## Required tasks
[A] Which dollar amounts appear in the paragraph of the passage on Ottawa's Plasco contract that begins with the words "The City will receive 25%"? List every one.
[B] Could you pick up the passage on Ottawa's Plasco contract after its last sentence and keep it going?

## Passage
%%
Under a 20-year contract (with the option of four five-year extensions), Ottawa will annually supply 109,500 tonnes of MSW, with the right of first refusal to supply the balance of plant capacity (about 130,000 tonnes). The City will pay Plasco a tipping fee of $83.25 per tonne, escalating annually at the rate of increase in the Consumer Price Index (CPI). This payment for taking feedstock – a major factor in Plasco’s business model – will provide the company with over $9 million per year.

By paying Plasco $9 million a year to convert its garbage, the City of Ottawa avoids having to create another landfill site, which would cost about $250 million. This balances out over almost 28 years. But Ottawa benefits not only by avoiding filling up its landfills and by cutting greenhouse gas emissions; it will share revenue with Plasco as well.

“The City will receive 25% of all revenues from any source after the company earns revenue which exceeds an agreed threshold,” states Bryden. Young says this bar for Plasco revenues in any one year is set at $34,100,000. “This figure is subject to adjustment post-commissioning to reflect the actual cost of construction of the facility, and annually to reflect CPI applied to operating costs included in the Revenue Baseline,” he notes. “In the event that annual revenue exceeds this adjusted Revenue Baseline, the city is to receive the first $822,500 above the baseline; Plasco would receive the next $2,467,500 and the two parties would share, on a city 25%/Plasco 75% basis, any annual revenues above $37,390,000.”

He adds that in recognition of the city’s commitment to Plasco and the development of this process, Plasco has offered the city a marketing fee to a total amount of $18 million, with an annual maximum of $3 million, to be paid based upon a $5 per tonne fee for all processing carried out in North America – excluding the first site constructed in California since this facility was confirmed prior to the agreement with the City of Ottawa.

Not that the process is without hurdles. In fact in late February 2013, Ottawa’s city council granted Plasco a five-month extension to complete financing and let out contracts on the plant, due to come on line in 2016. Still, council remains committed to the process.
%%
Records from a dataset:
%%
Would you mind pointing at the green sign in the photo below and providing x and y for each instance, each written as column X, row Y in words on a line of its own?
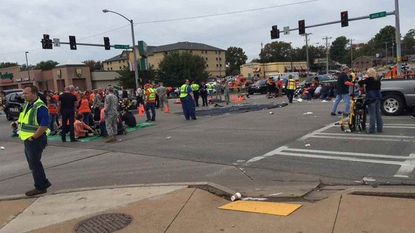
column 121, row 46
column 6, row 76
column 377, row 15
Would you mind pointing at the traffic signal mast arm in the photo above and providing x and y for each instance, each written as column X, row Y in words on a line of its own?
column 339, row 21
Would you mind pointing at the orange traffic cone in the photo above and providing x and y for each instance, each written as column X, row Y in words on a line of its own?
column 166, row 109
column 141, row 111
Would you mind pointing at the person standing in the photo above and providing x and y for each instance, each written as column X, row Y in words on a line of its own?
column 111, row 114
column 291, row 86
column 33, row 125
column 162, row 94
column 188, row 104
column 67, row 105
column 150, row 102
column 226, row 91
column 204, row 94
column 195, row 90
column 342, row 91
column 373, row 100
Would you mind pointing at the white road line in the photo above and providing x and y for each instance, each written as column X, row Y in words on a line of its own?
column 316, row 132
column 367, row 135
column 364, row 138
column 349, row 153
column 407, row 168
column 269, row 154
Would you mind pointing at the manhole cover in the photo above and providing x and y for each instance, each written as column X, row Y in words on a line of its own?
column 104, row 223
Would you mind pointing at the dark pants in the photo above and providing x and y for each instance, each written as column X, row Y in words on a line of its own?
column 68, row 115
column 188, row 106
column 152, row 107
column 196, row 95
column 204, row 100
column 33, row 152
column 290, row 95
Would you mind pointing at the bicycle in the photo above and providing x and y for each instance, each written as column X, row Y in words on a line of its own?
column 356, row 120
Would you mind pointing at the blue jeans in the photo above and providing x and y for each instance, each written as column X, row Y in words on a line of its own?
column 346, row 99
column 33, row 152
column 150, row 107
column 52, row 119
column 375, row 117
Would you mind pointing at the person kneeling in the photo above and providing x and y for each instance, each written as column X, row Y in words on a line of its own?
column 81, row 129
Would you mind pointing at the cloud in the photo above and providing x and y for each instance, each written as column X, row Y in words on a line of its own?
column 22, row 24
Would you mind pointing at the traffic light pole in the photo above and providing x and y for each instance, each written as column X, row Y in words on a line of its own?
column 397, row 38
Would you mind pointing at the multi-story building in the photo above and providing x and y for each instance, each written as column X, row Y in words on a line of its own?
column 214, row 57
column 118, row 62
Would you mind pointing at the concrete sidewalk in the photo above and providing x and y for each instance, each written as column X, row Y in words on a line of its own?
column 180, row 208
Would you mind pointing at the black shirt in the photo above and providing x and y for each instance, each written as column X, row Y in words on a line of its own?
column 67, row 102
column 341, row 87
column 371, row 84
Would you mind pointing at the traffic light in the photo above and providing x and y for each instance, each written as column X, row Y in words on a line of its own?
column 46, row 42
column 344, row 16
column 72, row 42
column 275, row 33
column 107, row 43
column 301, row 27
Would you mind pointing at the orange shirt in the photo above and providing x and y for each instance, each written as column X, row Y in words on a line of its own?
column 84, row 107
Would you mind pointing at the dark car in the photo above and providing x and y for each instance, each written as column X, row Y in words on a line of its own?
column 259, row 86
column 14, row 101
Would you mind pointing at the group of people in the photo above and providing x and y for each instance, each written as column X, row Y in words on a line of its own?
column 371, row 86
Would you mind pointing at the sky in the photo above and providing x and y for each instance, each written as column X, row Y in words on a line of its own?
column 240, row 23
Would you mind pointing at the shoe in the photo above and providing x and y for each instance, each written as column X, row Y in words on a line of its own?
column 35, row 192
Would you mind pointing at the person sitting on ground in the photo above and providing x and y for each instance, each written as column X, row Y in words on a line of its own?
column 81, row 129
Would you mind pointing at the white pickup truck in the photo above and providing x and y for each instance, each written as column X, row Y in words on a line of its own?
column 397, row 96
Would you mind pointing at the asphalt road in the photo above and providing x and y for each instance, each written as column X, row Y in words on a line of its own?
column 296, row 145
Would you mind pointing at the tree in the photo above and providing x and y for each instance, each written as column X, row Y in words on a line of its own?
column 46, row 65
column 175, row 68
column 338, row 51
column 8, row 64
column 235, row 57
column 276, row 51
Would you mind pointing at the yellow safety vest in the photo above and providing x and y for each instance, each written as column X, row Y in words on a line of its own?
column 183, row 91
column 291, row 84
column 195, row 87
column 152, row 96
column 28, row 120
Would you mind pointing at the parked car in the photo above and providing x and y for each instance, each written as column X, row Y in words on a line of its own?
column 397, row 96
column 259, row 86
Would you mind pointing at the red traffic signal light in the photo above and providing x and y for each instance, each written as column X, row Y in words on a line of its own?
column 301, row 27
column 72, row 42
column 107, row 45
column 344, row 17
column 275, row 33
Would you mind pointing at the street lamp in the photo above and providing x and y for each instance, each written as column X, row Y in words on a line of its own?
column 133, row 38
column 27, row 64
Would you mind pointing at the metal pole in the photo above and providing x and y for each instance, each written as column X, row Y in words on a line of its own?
%%
%%
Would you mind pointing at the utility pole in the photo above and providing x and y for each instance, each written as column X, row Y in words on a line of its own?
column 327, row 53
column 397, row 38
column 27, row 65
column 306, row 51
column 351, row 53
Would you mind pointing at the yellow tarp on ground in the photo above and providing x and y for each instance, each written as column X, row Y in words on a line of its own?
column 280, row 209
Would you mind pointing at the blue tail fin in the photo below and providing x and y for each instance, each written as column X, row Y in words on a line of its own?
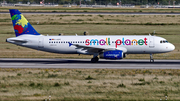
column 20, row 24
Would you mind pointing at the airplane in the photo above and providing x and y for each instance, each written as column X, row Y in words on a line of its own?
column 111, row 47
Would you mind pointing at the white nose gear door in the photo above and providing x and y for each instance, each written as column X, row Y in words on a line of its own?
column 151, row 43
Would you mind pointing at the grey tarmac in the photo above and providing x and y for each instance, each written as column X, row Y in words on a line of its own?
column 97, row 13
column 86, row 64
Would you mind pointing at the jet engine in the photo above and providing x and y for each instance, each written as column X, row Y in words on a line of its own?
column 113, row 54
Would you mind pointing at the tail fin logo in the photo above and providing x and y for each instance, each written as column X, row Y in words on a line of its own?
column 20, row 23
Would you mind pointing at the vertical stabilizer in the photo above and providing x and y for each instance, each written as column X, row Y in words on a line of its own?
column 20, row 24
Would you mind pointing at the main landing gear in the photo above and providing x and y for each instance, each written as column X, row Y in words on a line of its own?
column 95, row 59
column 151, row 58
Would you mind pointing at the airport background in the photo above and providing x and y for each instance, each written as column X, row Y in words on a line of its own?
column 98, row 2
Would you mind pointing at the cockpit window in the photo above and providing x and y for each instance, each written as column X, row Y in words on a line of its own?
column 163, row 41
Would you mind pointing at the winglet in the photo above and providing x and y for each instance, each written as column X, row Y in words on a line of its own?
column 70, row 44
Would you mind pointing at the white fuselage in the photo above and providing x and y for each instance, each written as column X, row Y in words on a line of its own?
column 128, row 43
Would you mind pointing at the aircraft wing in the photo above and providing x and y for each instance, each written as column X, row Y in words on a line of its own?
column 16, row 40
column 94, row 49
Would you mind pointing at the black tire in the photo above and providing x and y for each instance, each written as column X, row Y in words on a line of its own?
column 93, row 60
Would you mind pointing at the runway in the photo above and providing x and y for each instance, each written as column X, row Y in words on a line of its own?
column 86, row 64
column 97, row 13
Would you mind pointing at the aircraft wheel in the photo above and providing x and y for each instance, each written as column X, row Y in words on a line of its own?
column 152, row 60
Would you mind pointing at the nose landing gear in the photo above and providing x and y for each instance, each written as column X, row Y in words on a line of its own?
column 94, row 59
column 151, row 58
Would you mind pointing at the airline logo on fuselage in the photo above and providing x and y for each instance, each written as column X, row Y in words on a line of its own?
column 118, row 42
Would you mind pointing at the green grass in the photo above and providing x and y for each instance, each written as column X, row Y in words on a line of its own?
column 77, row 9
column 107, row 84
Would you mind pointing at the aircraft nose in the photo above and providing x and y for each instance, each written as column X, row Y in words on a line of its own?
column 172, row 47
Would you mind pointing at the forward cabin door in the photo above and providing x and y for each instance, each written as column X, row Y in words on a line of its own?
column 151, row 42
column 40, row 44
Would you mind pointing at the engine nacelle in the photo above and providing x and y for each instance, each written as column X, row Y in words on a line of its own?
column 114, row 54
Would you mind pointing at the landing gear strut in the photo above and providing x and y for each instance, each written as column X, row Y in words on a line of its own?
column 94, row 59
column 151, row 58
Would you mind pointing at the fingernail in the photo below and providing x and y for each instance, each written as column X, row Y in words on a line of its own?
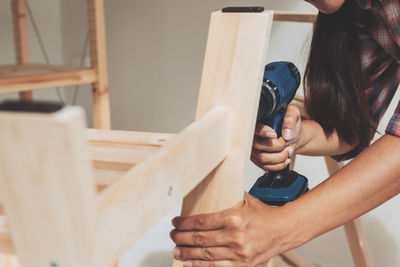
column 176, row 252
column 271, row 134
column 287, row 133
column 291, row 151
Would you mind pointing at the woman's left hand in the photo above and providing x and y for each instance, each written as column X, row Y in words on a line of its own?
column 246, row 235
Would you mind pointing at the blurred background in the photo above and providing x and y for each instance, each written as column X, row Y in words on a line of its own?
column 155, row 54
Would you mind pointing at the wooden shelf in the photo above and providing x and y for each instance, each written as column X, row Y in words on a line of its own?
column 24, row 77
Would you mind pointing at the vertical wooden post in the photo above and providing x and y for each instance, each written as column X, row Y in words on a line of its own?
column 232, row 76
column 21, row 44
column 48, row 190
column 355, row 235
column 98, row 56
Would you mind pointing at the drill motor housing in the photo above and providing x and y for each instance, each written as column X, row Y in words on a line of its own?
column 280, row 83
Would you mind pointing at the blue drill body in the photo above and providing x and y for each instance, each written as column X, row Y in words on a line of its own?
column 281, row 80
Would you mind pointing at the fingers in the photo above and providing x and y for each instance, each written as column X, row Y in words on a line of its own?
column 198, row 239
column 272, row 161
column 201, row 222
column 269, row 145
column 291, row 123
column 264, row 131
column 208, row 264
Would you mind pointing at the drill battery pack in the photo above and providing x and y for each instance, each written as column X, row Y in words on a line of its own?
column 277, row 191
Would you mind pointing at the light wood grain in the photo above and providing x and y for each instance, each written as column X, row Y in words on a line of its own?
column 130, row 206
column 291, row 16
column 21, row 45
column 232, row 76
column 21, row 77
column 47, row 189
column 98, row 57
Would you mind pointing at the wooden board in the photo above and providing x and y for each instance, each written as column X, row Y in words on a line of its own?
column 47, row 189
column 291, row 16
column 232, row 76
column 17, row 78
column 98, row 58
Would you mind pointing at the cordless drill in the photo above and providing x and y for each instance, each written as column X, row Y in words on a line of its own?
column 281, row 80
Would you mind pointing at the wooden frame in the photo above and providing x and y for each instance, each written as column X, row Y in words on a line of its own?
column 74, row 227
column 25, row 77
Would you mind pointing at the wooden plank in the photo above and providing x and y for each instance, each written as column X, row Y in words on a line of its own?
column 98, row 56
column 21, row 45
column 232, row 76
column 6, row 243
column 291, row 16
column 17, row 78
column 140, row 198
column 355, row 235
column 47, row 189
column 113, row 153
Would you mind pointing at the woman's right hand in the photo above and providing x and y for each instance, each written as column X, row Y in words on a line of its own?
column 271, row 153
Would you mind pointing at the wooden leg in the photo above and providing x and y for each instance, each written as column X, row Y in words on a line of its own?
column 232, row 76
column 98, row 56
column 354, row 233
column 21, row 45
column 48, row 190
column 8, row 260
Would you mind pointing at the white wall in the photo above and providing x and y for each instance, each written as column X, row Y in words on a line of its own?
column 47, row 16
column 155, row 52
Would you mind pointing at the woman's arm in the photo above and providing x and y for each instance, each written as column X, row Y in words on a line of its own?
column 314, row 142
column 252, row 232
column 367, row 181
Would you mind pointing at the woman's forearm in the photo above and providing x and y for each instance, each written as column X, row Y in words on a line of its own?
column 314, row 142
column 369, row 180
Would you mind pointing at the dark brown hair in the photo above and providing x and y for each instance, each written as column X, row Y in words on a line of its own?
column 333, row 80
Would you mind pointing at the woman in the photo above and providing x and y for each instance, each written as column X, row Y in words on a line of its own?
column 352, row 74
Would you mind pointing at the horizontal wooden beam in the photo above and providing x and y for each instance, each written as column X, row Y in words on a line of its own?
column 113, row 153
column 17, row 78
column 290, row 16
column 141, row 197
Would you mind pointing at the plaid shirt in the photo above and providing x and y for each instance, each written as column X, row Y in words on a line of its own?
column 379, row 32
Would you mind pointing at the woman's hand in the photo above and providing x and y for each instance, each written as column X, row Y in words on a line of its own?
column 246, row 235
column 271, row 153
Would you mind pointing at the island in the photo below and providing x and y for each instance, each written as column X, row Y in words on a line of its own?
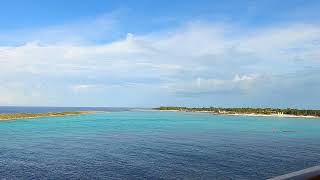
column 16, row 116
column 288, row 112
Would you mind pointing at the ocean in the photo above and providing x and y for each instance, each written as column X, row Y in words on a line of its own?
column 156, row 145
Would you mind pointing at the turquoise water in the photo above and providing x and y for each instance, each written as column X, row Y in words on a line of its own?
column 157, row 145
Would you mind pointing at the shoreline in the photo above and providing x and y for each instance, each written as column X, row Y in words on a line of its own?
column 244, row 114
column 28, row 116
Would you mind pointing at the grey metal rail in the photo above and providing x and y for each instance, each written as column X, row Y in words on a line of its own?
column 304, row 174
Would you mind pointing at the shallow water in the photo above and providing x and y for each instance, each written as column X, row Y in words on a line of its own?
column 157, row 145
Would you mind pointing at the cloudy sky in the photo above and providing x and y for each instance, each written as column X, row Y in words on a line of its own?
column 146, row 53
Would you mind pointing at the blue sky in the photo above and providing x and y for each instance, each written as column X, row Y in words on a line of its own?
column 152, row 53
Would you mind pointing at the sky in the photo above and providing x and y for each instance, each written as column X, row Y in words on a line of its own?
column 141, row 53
%%
## Answers to this exercise
[A]
- $34,100,000
- $822,500
- $2,467,500
- $37,390,000

[B]
“Plasco is the only technology operating today that can take mixed municipal solid waste as delivered from collection trucks and produce syngas to operate engines,” Young notes. “These engines are at least 30% more efficient than using steam to power turbines. While many technologies exist for clean biomass and wood, other technologies do not address adulterated biomass and the variety of materials found in waste.” He says the agreement with Plasco advances the city’s goals of maximizing waste diversion and reserving municipal landfill capacity for residential waste, should the technology prove successful. “It will also showcase Ottawa as a municipal leader in waste-to-energy tech,” Young points out. “This is not only an opportunity to showcase Plasco’s cutting-edge technology, but it also boosts Ottawa’s reputation as a place for innovation.”

“Furthermore,” Jim Watson noted in his blog in late 2011, “Plasco has created some of the most desirable kind of jobs for any city to attract – in engineering, process design, high-end fabrication…[It] has attracted the kind of jobs and innovation that have the potential to grow a new industry, to diversify our economy and potentially make a global impact.” At that point in time, Watson called Plasco “a potential world player, homegrown in Ottawa…poised to become very successful.”

With interest in the company burgeoning and contracts in China and California already secured, it seems his predictions are coming true.

Plasco plant Products
For every tonne of municipal solid waste (with an average calorific value of 14,200 megajoules per tonne) processed with the Plasco Conversion System, the following is produced:

  • 1 kilowatt-hour of net electricity
  • 300 litres of water for reuse
  • 7 to 15 kilograms of metal (both ferrous and light metals like aluminum)
  • 150 kilograms of slag (which can be used in place of quarried aggregates, such as sand to mix with portland cement to make concrete or as aggregate in asphalt)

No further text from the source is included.